# The data

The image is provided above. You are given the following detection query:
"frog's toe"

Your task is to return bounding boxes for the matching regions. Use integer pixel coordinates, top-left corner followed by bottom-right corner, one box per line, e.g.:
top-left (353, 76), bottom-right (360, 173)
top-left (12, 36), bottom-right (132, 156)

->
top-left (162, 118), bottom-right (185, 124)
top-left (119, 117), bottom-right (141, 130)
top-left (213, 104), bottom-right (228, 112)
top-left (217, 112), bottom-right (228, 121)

# What is asked
Reproduce every line of the rows above in full, requests included, shifting each coordinate in the answers by adding 17 to it. Leave all numbers within the requests unchanged.

# Result of this task
The image is provided above. You are given the following detection query:
"frog's toe"

Your task is to return bounding boxes for the matching regions. Use integer pixel coordinates, top-left corner followed by bottom-right corner, one box per line, e.g.:
top-left (353, 76), bottom-right (360, 173)
top-left (12, 36), bottom-right (132, 156)

->
top-left (179, 135), bottom-right (202, 141)
top-left (136, 134), bottom-right (158, 147)
top-left (230, 121), bottom-right (245, 129)
top-left (234, 129), bottom-right (245, 138)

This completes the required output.